■ GIVEN PROBLEM 1
Answer these questions about the Zonailo poetry passage below, one line each:
(a) What did the Doukhobor women harness themselves to when they lacked horses or oxen?
(b) According to the lines from "Hooker on Hastings Street," who made up the myths of virgins and whores?
(c) In the lines from "Nest," what color did the speaker's eyes turn?

Doukhobor women, who lacking horses
or oxen
harnessed themselves to the plow
pulled a beast's burden
to break new land

knew the power of their body
break rules of government
by stripping their clothes
their faith
as 'spirit-fighters'
sure as their borsch-fed buttocks

and yet
something is frail about
those women
of my heritage
walking naked in protest

their flesh unlike any machine
or weapon

     Implicit in this poem—and explicit in, for example, "War Poem"—is one of the tensions which sustain Zonailo's poems: the contrast between destruction and creation. Yet, since these dichotomies are themselves, in their schematic rigidity, part of what is destroying us, the poet rarely renders them simplistically; rather, she weaves fictions which conflate opposites, or reveal their intricate inter-dependence:

Virgins and whores are myths
made up by men
unable to believe
their own image
                    (from “Hooker on Hastings Street”)

I fell from a feathered nest
and my poem became a flight
wounded in mid-air,
the cry of a bird
whose wings are words.
My poem became an open
mouth
fed by worms
my eyes turned
the same blue
as the cat's
and I forgot
whether I was predator
or victim.
               (from "Nest")

■ DATASET CONTENT

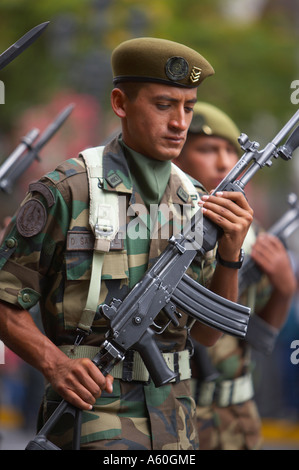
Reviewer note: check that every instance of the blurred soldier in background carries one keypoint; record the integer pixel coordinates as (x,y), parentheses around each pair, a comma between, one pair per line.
(227,415)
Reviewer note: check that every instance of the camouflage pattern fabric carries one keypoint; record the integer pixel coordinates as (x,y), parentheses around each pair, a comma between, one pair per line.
(235,427)
(238,426)
(46,257)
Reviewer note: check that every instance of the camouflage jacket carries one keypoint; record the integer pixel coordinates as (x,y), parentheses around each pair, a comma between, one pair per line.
(47,252)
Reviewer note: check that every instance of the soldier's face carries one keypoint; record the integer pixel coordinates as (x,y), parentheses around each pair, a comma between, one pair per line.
(156,122)
(208,159)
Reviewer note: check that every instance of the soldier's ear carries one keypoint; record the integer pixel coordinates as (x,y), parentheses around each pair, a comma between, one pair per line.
(118,100)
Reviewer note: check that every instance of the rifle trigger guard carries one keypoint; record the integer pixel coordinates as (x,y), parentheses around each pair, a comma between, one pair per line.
(181,249)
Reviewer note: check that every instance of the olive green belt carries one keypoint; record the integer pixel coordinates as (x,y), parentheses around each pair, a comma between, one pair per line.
(178,362)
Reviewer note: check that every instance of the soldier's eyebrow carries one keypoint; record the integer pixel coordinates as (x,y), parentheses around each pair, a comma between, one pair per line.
(175,100)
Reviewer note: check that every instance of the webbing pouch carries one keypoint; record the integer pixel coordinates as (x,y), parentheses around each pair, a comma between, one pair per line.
(104,222)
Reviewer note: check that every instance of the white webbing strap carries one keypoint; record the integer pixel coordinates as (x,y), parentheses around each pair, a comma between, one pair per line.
(104,222)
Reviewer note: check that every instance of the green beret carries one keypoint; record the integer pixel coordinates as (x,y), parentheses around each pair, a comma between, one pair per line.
(209,120)
(159,60)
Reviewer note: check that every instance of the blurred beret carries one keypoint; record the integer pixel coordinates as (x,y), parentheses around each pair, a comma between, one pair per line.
(159,60)
(209,120)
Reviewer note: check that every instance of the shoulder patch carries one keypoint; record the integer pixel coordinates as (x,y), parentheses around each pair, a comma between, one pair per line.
(44,190)
(31,218)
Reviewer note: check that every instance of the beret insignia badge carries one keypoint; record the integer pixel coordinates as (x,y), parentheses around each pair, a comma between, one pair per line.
(195,74)
(176,68)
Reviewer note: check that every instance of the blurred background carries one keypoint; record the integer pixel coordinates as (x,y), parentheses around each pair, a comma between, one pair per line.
(253,46)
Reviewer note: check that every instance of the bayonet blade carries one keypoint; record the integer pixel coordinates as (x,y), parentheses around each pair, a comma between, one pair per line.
(18,47)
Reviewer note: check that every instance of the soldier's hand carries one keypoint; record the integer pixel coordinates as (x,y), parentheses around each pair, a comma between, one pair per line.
(230,211)
(80,382)
(270,255)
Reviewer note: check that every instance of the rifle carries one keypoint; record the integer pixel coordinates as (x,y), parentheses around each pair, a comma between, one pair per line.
(166,286)
(18,47)
(250,273)
(18,162)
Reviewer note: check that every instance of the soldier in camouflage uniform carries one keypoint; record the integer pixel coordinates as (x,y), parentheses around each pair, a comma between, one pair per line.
(227,415)
(47,254)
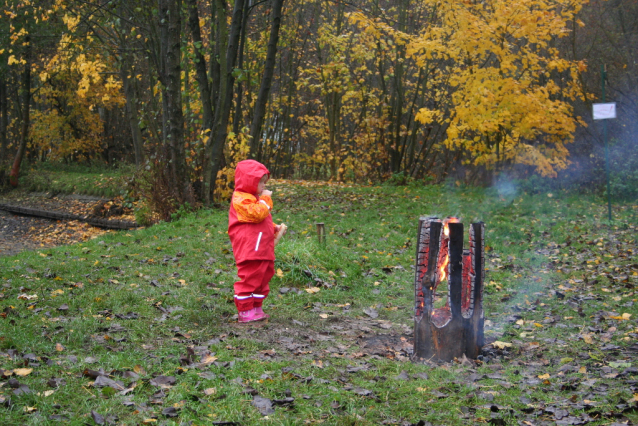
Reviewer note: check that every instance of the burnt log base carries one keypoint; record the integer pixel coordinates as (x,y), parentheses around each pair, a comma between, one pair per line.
(456,329)
(97,222)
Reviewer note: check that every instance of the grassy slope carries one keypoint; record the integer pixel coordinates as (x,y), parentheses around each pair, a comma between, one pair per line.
(539,245)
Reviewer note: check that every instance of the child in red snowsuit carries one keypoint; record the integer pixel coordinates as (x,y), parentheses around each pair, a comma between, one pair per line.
(252,234)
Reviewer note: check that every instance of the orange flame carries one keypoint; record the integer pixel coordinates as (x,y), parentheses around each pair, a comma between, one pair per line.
(446,232)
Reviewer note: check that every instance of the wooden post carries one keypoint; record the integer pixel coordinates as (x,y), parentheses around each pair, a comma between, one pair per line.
(456,329)
(321,233)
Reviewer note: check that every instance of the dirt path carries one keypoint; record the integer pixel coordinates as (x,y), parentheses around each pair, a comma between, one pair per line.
(19,233)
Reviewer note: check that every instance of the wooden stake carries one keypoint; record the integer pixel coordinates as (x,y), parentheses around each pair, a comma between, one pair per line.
(321,232)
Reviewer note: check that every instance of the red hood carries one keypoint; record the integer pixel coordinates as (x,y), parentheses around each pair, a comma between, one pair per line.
(247,176)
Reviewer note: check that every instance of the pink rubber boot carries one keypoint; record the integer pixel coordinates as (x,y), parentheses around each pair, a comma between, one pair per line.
(260,311)
(250,316)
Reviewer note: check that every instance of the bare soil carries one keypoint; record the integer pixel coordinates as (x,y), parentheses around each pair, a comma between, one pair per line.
(19,233)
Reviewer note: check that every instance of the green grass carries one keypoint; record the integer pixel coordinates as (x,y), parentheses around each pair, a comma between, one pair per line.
(311,348)
(94,180)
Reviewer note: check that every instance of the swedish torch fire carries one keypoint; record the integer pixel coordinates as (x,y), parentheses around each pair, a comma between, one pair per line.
(453,328)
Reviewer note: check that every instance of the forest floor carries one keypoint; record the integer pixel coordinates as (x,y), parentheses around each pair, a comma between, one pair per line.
(139,327)
(20,232)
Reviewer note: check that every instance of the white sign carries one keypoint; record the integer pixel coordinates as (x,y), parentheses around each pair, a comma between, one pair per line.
(604,111)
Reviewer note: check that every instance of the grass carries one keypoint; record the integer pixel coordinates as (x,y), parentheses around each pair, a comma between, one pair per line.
(558,281)
(97,180)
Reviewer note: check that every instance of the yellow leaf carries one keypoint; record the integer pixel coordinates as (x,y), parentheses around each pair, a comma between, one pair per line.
(22,371)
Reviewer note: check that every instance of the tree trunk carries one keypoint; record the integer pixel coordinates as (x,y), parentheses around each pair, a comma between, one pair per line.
(26,111)
(4,121)
(222,112)
(266,81)
(127,77)
(202,77)
(239,93)
(170,19)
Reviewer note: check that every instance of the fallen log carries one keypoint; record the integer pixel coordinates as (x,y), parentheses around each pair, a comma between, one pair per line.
(94,221)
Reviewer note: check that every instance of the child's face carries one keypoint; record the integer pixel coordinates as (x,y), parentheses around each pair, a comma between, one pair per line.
(262,184)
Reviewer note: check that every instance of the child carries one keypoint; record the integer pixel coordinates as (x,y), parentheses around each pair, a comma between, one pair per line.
(252,234)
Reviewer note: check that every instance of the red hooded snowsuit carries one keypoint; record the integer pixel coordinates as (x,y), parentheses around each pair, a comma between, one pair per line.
(252,234)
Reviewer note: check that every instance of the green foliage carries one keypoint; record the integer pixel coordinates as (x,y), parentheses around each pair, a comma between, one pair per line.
(74,178)
(533,248)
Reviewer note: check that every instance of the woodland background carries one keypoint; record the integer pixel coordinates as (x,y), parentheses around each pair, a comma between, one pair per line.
(367,90)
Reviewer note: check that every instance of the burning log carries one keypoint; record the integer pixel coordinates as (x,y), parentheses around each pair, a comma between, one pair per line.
(447,331)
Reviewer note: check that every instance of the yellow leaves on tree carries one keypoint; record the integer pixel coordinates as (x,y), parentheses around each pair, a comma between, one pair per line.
(507,88)
(74,89)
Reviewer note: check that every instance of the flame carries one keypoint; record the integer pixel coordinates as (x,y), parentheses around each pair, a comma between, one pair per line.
(446,232)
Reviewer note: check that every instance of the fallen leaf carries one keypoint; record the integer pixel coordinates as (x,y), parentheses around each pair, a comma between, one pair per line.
(264,405)
(22,371)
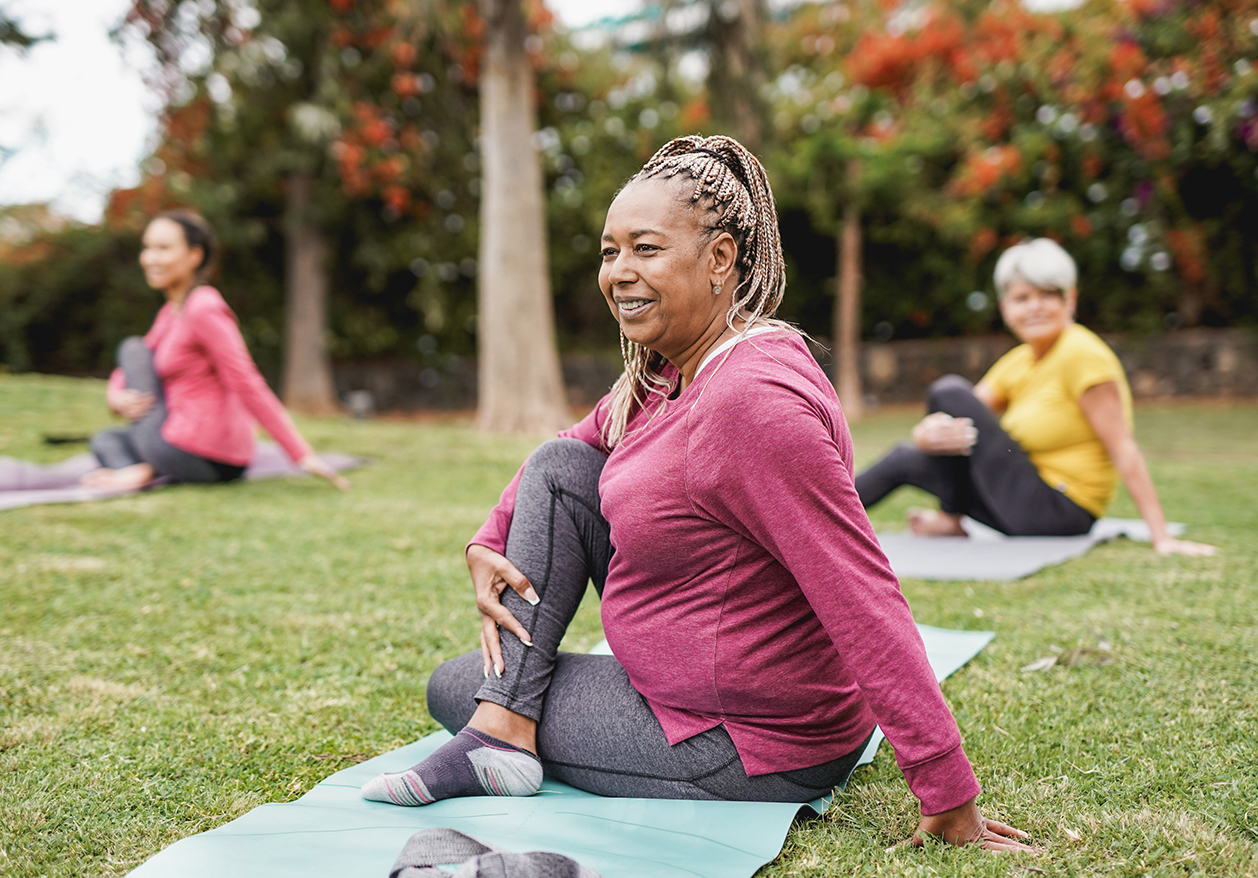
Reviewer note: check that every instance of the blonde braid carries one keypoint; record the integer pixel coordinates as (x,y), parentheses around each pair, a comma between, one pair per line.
(732,193)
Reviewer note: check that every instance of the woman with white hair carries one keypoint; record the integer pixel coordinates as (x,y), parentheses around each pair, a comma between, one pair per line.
(1038,445)
(759,633)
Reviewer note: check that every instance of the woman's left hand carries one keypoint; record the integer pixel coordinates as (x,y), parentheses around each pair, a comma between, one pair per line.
(966,825)
(313,463)
(1173,546)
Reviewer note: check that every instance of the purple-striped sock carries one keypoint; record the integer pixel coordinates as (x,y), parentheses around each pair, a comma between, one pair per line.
(473,764)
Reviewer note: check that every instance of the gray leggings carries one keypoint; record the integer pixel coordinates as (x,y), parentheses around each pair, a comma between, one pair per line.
(142,442)
(594,731)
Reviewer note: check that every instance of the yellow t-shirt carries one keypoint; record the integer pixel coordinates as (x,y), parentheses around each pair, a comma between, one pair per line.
(1043,413)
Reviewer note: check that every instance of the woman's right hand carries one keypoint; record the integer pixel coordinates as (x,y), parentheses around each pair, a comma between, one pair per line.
(131,404)
(940,433)
(491,575)
(965,825)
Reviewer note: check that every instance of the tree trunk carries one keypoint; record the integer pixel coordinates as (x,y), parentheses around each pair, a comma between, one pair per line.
(847,316)
(520,385)
(737,71)
(307,385)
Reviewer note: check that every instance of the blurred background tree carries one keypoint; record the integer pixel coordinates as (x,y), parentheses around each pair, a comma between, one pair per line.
(935,132)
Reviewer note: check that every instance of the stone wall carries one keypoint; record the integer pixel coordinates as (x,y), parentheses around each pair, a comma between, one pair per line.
(1188,362)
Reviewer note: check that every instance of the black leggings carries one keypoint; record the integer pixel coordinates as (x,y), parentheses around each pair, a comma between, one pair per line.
(142,442)
(594,731)
(995,484)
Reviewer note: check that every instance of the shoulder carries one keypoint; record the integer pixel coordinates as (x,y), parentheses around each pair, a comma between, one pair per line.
(762,380)
(1083,349)
(205,306)
(1017,356)
(205,300)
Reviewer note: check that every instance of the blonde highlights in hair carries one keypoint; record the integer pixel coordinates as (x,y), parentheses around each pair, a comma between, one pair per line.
(730,194)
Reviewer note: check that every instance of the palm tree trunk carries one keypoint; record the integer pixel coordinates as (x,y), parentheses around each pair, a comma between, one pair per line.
(518,379)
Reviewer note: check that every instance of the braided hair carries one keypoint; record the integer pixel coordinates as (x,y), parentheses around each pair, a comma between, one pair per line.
(730,194)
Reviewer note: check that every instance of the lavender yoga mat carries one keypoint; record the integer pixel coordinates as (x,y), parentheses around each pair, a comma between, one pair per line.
(24,483)
(988,555)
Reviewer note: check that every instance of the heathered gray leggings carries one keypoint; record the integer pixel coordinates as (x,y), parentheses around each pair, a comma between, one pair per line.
(142,442)
(594,730)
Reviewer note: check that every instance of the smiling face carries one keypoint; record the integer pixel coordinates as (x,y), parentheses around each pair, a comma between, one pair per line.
(169,263)
(1037,316)
(658,272)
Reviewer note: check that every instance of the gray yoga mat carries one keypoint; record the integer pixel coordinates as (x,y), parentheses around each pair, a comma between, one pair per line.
(24,483)
(332,832)
(989,555)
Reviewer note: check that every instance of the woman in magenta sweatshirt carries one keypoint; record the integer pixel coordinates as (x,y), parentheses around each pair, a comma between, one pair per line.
(189,388)
(759,633)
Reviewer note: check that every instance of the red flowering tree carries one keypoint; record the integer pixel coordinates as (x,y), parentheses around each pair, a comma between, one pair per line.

■ GIVEN PROBLEM 2
Pick out every line of the records above that contains the string "camouflage". Case counts.

■ COMPLETE ANSWER 1
(a) The plow.
(b) Men unable to believe their own image.
(c) The same blue as the cat's.

■ COMPLETE ANSWER 2
Reviewer note: check that every instance of the camouflage pattern fabric carries one keypoint; record the integer pixel coordinates as (x,y), parentheses around each pair, a comma between, one pair per line.
Reviewer note: check that every instance of the camouflage jacket carries one keypoint; record the integer pixel coordinates as (x,y), parentheses around each pair, a comma between, one pair per line.
Reviewer note: check that every instance of the soldier in camouflage uniform carries one keypoint; record the integer pixel coordinates as (x,y), parentheses around each pair, a comma between, one pair per line.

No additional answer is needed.